- Exercise description -
Every line of the records that holds the word "front" should be copied.

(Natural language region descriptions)
---+---

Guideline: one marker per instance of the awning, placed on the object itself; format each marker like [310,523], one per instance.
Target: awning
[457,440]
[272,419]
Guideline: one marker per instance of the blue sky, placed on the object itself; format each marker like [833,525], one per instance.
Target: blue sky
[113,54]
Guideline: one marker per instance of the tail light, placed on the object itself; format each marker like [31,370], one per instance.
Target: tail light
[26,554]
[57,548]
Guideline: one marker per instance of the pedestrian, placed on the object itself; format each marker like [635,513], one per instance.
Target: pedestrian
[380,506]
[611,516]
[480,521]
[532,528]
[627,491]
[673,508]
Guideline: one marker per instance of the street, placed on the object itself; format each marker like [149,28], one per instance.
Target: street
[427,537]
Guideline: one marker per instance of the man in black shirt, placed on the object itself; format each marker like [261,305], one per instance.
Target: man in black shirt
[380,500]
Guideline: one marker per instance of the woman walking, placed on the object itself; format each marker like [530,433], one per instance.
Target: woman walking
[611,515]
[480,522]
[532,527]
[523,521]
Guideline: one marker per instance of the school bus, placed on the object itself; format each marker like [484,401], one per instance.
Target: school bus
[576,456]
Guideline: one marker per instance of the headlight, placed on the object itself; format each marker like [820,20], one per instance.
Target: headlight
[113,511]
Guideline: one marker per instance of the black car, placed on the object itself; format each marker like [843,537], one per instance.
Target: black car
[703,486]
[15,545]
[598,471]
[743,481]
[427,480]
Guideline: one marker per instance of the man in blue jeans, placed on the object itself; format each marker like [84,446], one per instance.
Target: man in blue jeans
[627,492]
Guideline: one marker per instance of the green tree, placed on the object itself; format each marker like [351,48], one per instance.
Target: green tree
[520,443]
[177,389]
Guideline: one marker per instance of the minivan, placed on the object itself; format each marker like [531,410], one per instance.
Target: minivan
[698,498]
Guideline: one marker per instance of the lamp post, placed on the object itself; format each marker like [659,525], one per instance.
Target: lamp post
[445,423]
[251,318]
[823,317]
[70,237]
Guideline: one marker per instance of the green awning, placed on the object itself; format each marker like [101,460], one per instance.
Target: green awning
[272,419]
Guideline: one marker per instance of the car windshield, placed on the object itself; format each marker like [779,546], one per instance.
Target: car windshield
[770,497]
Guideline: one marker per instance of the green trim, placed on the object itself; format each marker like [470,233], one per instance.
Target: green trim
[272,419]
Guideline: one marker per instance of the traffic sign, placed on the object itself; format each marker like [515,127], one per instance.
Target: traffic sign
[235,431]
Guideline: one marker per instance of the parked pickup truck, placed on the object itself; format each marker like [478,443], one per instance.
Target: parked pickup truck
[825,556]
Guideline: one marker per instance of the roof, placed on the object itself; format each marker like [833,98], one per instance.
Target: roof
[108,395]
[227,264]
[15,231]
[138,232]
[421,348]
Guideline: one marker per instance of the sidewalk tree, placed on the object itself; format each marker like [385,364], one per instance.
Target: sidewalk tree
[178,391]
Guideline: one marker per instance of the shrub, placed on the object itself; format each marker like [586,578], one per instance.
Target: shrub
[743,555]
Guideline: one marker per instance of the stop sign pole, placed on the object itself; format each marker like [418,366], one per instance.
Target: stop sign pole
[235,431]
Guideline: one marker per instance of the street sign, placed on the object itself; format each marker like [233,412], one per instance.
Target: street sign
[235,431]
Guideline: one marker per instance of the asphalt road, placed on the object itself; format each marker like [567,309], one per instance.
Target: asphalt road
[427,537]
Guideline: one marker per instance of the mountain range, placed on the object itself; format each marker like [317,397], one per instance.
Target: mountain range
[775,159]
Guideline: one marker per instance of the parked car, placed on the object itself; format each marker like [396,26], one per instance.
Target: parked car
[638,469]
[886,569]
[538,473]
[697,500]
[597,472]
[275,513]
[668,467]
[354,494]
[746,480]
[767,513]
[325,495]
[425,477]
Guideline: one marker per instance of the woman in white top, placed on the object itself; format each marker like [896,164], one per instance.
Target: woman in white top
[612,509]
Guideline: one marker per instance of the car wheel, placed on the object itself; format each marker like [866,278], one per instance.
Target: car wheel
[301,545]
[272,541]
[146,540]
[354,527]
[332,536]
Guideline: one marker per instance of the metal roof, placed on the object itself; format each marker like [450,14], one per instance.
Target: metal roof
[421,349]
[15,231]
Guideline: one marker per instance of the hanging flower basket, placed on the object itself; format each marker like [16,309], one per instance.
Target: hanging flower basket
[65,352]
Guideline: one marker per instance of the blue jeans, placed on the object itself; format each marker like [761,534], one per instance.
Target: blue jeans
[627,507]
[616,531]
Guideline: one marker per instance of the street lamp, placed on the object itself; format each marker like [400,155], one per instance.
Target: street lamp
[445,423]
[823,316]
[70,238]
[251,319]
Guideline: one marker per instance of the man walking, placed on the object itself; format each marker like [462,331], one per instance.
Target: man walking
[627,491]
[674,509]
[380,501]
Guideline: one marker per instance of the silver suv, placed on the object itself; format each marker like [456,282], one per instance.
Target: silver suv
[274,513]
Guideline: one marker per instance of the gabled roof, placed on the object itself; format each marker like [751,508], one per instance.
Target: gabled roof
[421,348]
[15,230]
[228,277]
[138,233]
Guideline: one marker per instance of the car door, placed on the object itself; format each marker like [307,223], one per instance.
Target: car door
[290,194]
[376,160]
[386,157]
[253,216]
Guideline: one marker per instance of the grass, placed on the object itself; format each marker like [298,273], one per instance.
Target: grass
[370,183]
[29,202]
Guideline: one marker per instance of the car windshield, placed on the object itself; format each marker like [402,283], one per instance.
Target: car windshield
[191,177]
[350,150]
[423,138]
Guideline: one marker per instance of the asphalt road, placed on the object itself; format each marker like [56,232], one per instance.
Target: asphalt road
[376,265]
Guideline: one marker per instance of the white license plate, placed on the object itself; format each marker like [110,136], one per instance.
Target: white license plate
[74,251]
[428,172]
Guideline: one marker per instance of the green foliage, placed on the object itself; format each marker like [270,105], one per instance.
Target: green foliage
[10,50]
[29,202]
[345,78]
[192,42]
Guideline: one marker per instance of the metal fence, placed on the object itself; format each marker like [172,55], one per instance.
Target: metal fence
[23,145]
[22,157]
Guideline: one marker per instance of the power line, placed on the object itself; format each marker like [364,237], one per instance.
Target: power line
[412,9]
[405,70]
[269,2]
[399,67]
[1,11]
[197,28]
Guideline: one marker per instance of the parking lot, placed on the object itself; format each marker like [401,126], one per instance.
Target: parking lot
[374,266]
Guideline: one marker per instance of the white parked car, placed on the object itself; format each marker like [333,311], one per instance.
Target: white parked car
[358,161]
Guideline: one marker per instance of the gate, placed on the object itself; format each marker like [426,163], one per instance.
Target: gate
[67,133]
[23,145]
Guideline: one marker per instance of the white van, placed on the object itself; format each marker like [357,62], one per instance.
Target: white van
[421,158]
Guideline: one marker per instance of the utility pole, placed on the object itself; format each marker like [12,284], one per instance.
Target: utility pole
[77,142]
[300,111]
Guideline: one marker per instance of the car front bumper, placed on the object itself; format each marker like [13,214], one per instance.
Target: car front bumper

---+---

- Answer below -
Guideline: one marker per instance of the car front bumper, placed on the object itself; format each marker like [13,214], one per instance.
Target: car front bumper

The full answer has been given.